◆ Stated task: All of the data below must be repeated exactly.

◆ Material supplied:
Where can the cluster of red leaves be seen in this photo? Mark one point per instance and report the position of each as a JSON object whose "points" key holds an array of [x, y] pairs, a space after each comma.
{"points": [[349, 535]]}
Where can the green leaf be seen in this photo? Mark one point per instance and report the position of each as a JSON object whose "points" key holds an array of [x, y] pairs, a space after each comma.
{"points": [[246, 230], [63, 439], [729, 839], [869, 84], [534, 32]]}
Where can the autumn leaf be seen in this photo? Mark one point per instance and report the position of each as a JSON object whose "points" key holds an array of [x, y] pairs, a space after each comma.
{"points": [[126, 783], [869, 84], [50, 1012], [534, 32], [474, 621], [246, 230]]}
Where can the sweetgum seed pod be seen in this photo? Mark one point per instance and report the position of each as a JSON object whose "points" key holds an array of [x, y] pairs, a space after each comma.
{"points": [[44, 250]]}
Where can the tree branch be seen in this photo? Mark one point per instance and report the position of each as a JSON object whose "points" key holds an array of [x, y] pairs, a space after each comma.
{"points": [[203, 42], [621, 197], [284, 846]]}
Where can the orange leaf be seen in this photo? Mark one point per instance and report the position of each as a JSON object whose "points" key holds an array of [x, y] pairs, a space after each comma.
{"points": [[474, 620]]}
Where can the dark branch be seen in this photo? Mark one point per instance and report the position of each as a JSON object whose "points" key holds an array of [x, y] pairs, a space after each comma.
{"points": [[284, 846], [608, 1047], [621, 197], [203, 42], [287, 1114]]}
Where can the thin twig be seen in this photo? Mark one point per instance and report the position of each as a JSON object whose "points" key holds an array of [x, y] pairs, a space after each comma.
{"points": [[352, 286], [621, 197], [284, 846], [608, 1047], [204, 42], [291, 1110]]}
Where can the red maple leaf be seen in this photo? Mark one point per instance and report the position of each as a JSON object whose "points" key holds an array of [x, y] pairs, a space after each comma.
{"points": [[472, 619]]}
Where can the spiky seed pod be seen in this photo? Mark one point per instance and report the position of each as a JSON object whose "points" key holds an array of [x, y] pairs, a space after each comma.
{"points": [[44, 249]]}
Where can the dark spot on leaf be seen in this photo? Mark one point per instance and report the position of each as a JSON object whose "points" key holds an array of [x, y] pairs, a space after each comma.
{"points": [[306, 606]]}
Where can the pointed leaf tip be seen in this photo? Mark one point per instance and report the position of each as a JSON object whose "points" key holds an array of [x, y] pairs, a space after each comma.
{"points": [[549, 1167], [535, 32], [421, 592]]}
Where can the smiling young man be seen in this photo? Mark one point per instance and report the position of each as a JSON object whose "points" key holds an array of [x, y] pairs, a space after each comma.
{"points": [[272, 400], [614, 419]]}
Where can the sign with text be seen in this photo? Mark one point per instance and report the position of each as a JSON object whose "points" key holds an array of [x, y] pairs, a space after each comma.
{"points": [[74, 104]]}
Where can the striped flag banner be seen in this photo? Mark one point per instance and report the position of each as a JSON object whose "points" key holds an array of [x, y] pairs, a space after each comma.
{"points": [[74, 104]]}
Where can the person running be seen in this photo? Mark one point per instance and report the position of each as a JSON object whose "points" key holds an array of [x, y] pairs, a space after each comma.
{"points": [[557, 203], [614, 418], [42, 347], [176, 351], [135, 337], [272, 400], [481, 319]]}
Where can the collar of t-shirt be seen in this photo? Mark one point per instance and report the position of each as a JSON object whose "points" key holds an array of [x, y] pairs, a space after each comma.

◆ Answer to this problem:
Where can the cluster of red leaves be seen in this photo? Mark one point per instance and report the position of each as a JSON object whose "points" key holds an array of [x, y] pairs, a space after each comma.
{"points": [[349, 535]]}
Where can the green leaf be seen in this photo? Mark one point per instance and report the position of each as a JSON object whose "points" key holds an array of [x, y] pairs, a space after each comma.
{"points": [[246, 230], [63, 439], [729, 839], [869, 84], [534, 32]]}
Where can the autumn leaf be seen in this photo? Mark one point per instance and report the position of each as a JSON object whose "points" key holds an array of [x, y] pairs, a space after each comma.
{"points": [[126, 783], [869, 84], [50, 1012], [534, 32], [474, 621], [246, 230]]}
Where can the sweetgum seed pod be seen in this photo? Mark one point per instance and report the position of each as a JSON object whose "points" key holds an array of [x, y] pairs, a space after each comma.
{"points": [[44, 250]]}
Where can the tree branch be seen in this photo? Mark one point per instance and report the position of each as a JSON object whose "points" key holds an array of [x, y] pairs, a space after each comma.
{"points": [[203, 42], [621, 197], [284, 846]]}
Where can the orange leaf be seen in this photo? Mark one point per instance and report the position of each as a JSON object whose "points" key holds an array of [x, y] pairs, a space after each comma.
{"points": [[474, 620]]}
Where can the dark branch be seen in this photo? Mark one point per instance and report the position of each as a JSON object whose "points" key holds an array of [x, y] pairs, a space after each comma.
{"points": [[284, 846], [608, 1047], [621, 197], [203, 42], [287, 1114]]}
Where can the thin twig be seen in this photo? Mark one point per instance and report the position of each as a JSON object whose "points" key holds an array of [x, y] pairs, a space after each comma.
{"points": [[352, 286], [621, 197], [284, 846], [608, 1047], [204, 42], [291, 1110]]}
Where can the red maple leaf be seen in this photo? Mark one point per instance and report the position of each as a JSON object whose "points" key holds an array of [x, y] pairs, a space after each comma.
{"points": [[472, 619]]}
Where can the spiky seed pod be seen in this photo? Mark one point per instance and report the position of each as a JSON object whose "points" key holds an array of [x, y] pairs, a space after each comma.
{"points": [[44, 249]]}
Where can the dark spot on leaf be seen in this photo? Mark one point per instance and report the position of each as a JSON object whose "points" key holds an array of [x, y] pairs, a space after each comma.
{"points": [[306, 606]]}
Where can the pointed leaf tip be seen in this photo? Mark one point per instance and report the position of each as a JSON object whose "points" key holds an array of [x, y] pairs, a space after each comma.
{"points": [[549, 1167], [535, 32], [421, 592]]}
Where can the smiling young man be seen in this photo? Mark one point per instance and report the position of each as a JSON object whose "points" key holds an array of [x, y] pairs, a space after each comma.
{"points": [[272, 400], [614, 419]]}
Where can the sign with text be seen in this photo? Mark one point per instance and report the position of each as a JSON object whose "points" key holds an array of [x, y] pairs, a space after each comma.
{"points": [[74, 104]]}
Where can the striped flag banner be seen in this photo? Mark one point per instance and report the position of each as a JSON object whose "points" key holds an array of [x, y] pairs, a space after each comma.
{"points": [[74, 104]]}
Where can the person running be seen in this photo? Mark one point per instance and report the position of each as a JSON object whose "points" key holds an array of [x, y] pairs, a space after each comma.
{"points": [[557, 203], [614, 418], [42, 347], [176, 351], [135, 337], [272, 400], [481, 319]]}
Where can the collar of t-shirt be seen in this photo? Mark one point per instance and report the position of each as a JSON object whose "points" key holds an array of [x, y] pairs, a space after each comma.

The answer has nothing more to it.